Text excerpt
+ + +
The Well-Digger's Daughter (La Fille du puisatier): Film Review

Daniel Auteuil offers a crowd-pleasing remake of a Marcel Pagnol classic.

It’s likely that purists will take issue with Daniel Auteuil's remake of Marcel Pagnol's 1940 film, since he adds a glossy veneer to the raw, neo-realist theatrics of the original.

PARIS — A perfectly packaged kickoff to actor-turned-director Daniel Auteuil’s reboot of four works by Marcel Pagnol, The Well-Digger’s Daughter (La Fille du puisatier) is a polished, finely acted tale of love and class in the south of France. Though its academic style and old-school morals may keep younger audiences away, Daughtershould find takers among mature art-house moviegoers, with a star-studded cast bringing in solid theatrical and ancillary at home.
+ + +
Tasks to complete
1. Rewrite the paragraph of the film review that begins "PARIS — A perfectly packaged" as a short bulleted list that keeps its main facts.
2. Answer these questions from the film review:
(a) In what year was Marcel Pagnol's original film released?
(b) How many works by Pagnol does Auteuil's reboot cover?
(c) Where is the tale set?

Records supplied
+ + +
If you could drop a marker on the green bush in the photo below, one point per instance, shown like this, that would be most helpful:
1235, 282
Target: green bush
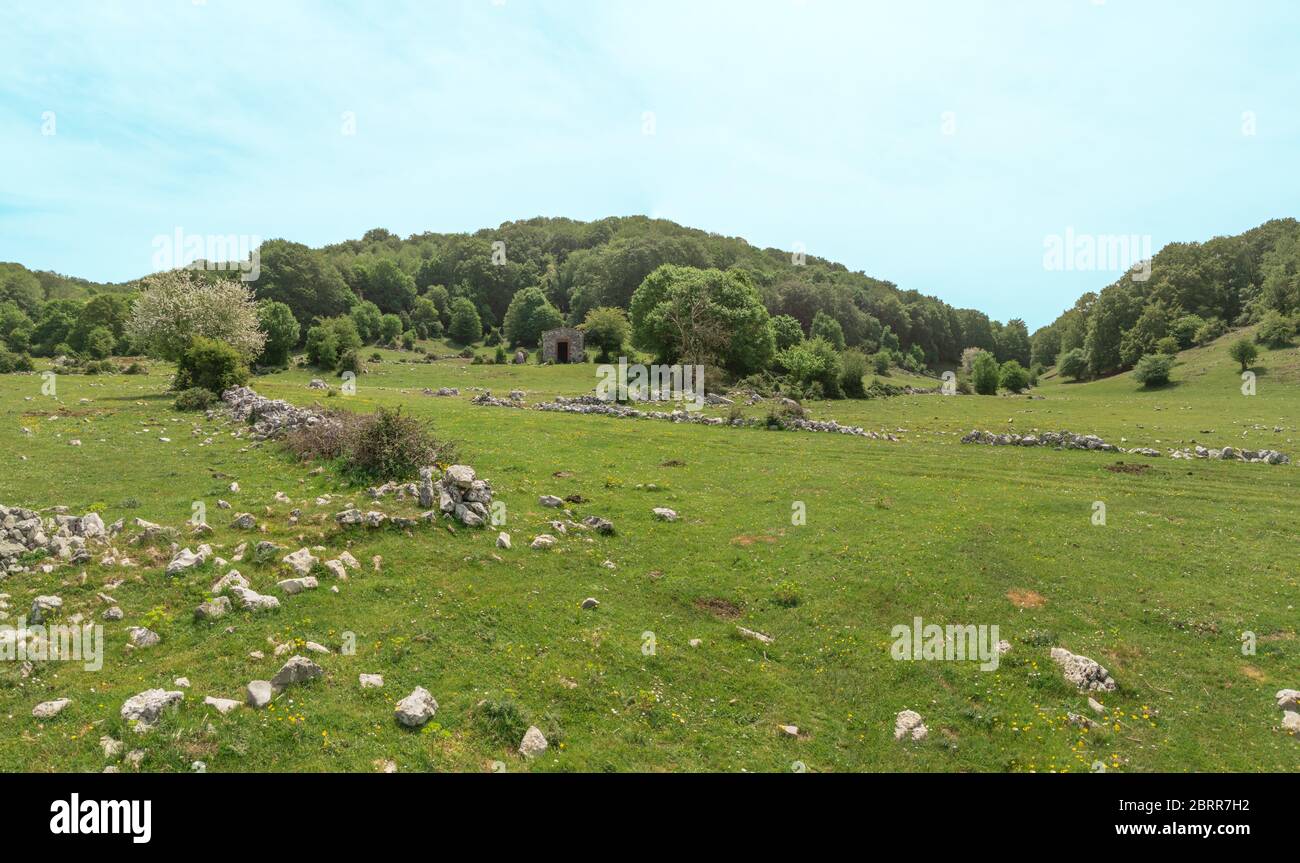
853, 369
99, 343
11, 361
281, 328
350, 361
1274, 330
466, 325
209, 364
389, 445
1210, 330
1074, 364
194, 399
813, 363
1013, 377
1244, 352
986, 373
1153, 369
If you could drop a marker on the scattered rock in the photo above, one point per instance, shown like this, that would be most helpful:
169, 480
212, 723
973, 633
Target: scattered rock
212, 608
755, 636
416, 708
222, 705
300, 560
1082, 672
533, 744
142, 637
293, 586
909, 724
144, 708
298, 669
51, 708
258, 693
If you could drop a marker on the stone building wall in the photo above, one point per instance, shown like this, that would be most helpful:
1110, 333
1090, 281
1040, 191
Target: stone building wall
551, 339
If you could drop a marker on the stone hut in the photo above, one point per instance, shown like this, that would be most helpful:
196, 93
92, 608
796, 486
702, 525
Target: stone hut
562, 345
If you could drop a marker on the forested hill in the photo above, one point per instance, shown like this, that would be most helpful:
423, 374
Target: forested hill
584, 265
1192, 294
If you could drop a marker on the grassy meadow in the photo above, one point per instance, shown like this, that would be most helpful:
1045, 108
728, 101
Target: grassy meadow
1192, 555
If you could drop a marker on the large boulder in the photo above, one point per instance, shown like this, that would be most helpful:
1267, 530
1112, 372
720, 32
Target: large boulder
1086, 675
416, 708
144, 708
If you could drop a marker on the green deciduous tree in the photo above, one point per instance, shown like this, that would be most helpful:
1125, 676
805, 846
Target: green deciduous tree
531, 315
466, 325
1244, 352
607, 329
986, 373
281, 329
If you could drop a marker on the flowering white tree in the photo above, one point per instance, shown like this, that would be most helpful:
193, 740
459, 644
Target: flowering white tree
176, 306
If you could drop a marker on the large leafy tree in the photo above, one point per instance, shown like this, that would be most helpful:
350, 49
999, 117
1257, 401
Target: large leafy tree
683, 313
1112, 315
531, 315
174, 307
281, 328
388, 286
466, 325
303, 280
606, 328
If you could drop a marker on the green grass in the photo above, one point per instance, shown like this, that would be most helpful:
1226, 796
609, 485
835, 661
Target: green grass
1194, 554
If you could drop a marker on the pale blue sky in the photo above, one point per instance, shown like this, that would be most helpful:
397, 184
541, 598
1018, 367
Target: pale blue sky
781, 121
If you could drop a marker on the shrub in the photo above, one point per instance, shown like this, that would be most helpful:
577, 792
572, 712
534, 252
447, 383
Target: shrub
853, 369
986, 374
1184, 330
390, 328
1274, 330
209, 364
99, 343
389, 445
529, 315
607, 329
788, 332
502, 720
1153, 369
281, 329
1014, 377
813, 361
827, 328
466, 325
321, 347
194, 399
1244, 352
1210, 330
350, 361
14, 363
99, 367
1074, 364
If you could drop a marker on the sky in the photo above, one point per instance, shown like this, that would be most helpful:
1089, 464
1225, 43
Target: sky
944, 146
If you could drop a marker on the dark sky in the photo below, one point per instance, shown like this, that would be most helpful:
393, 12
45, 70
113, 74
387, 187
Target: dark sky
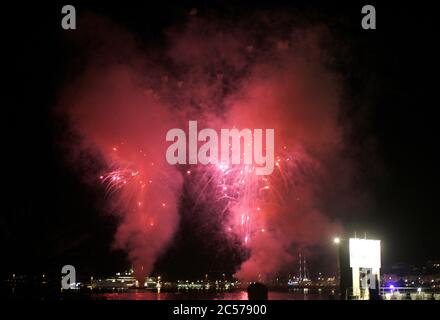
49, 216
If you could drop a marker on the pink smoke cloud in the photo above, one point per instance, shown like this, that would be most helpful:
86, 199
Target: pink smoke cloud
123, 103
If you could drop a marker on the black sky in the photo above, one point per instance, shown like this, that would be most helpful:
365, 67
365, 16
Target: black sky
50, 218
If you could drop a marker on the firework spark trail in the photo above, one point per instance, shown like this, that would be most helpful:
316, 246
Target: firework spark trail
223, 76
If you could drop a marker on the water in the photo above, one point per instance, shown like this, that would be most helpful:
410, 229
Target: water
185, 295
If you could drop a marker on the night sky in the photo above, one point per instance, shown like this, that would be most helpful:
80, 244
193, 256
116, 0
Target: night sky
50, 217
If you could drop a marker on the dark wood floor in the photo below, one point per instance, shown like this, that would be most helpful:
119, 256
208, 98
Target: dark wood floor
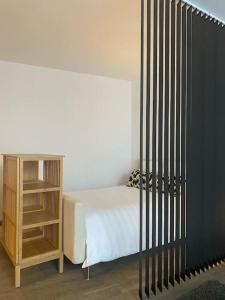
+ + +
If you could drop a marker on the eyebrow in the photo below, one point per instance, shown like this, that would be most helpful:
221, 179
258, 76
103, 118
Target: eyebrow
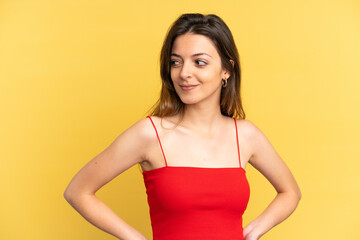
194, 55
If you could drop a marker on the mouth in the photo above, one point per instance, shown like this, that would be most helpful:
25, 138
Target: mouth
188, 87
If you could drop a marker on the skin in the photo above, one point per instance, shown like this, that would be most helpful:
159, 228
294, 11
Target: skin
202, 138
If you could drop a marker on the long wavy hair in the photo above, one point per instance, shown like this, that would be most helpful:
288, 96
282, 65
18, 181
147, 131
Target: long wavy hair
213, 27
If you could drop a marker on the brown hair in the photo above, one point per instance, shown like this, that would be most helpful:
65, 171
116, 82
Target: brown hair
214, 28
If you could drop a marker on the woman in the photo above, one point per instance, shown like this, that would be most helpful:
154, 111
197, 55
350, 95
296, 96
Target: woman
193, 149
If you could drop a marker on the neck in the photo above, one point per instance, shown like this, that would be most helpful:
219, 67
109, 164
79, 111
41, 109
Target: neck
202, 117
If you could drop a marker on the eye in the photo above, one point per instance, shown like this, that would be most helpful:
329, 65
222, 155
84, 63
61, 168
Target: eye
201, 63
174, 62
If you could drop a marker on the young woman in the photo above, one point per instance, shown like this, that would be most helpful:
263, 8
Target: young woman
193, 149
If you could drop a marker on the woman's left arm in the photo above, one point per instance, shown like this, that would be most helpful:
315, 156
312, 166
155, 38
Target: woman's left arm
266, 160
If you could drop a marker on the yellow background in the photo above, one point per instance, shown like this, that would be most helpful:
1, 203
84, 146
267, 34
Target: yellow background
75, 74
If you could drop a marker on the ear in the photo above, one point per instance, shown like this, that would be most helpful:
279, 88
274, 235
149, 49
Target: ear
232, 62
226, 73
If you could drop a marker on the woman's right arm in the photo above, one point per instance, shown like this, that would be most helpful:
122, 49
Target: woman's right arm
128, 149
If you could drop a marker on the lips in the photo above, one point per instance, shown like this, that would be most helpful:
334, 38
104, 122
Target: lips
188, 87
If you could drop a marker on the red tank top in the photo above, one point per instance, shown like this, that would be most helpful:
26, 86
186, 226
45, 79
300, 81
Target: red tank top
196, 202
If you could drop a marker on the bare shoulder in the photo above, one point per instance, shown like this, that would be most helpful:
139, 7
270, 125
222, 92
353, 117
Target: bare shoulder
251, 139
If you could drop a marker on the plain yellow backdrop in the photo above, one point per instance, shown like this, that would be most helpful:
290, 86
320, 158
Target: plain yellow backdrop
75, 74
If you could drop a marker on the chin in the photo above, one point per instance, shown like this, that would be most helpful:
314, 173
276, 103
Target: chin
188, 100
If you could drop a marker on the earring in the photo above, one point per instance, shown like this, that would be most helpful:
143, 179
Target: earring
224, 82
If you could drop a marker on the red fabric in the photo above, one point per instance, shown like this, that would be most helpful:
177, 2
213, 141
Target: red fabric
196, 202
+ + +
Complete answers
1.
- The film opens actor-turned-director Daniel Auteuil's reboot of four works by Marcel Pagnol.
- It is a polished, finely acted tale of love and class in the south of France.
- Its academic style and old-school morals may keep younger audiences away.
- It should find takers among mature art-house moviegoers.
- Its star-studded cast should bring in solid theatrical and ancillary results at home.

2.
(a) 1940
(b) Four
(c) In the south of France